Can you render each line of the entries below as a row in a Markdown table, with the columns No. and Text and with blank lines left out?
======== Input material ========
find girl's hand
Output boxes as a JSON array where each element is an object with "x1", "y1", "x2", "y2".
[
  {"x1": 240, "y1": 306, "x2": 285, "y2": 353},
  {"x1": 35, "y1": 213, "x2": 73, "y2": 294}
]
========
> _Result of this exercise_
| No. | Text |
|---|---|
| 1 | find girl's hand |
| 2 | Output boxes as a JSON array where each element is an object with "x1", "y1", "x2", "y2". |
| 3 | [ |
| 4 |   {"x1": 240, "y1": 306, "x2": 285, "y2": 353}, |
| 5 |   {"x1": 35, "y1": 213, "x2": 73, "y2": 294} |
| 6 | ] |